Heavy Rain ReviewPatrick Honeyman
Heavy Rain. A type of weather that we as Brits are pretty used to anytime of the year, living where we are in the world. It also happens to be the title of Quantic Dreams newest game for the PS3 and takes the bold step of further bridging the gap between games and film. Does their latest offering achieve such lofty ideals or does it end up wallowing among the has-beens of the attempts of former titles aiming for the same goal? Read on to find out.
Up until the games release Heavy Rain has been touted as a strongly story-driven game where you play as 4 different individuals wrapped up in the investigation of the Origami Killer; an individual who has the tendency to drown his victims (all young boys aged 10), place orchids on their chest and origami figures near their dead bodies. It certainly sounds the stuff of film noir and Quantic Dream are certainly going for this mood in the game with almost constantly grey skies and (as expected) lots of Heavy Rain.
══════
▸ **Exercise set**:
1. List the three things the Heavy Rain review says the Origami Killer does to or leaves with his victims.
2. According to the Heavy Rain review, how many different individuals does the player control?
3. Carry on the Heavy Rain review from the point at which it stops.
The material that follows comes from a separate source.

▸ **Dataset extract**:
══════
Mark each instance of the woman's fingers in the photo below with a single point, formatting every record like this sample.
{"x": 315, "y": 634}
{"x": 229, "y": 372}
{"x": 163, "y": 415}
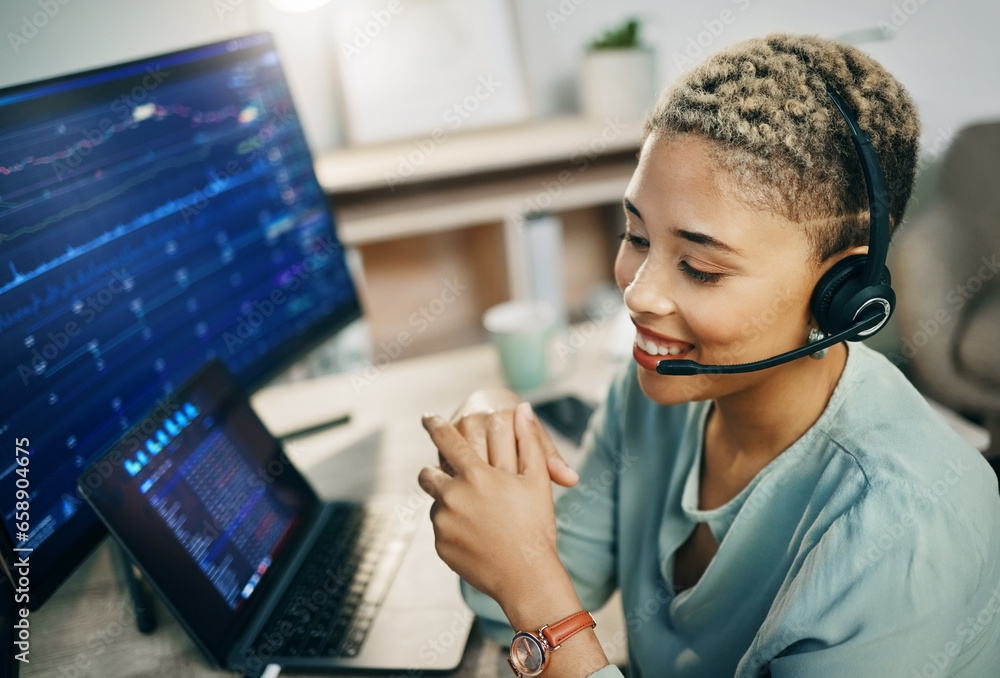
══════
▸ **Numbered responses**:
1. He drowns them, places orchids on their chest, and leaves origami figures near their dead bodies.

2. Four.

3.
The opening to the game introduces you to one of the four individuals who you get to play through the game, architect Ethan Mars as he wakes up and gets prepared for his sons birthday. It is here that the game takes you through the basic controls and from the off you will see that this game aims to control like no other. Although reminiscent of quick-time events from other games, Heavy Rain aims to integrate you into the world the game presents to you as much as possible by commanding the actions the players do, from putting on clothes to laying the table, playing with Ethans sons to smooching up with the missus. It all serves to make you feel that you are the individual in the game, rather than just controlling them on a PS3 controller. The same can be said for the other three characters (journalist Madison Page, CIA agent Norman Jayden and Private Eye Scott Shelby) as you guide them through the various encounters they will go through as you play the game. Quantic Dream have done a really nice job of balancing the time between the characters here so as you are just about wondering when youll get back to the situation one of the other characters is in you pick up from where they left off last time.
Players can also hold the L2 button to either see what the character is thinking at any time or choose from the options available to pose questions at certain key points in the game. Although initially superficial it does serve a useful purpose such as in the interrogation scenes with Jayden and his rough around the edges partner or hinting at where Scott Shelby should be checking next. Its a nice and subtle way to ease the player along without having an obvious white arrow pop up on the screen and indicating THIS WAY to the player.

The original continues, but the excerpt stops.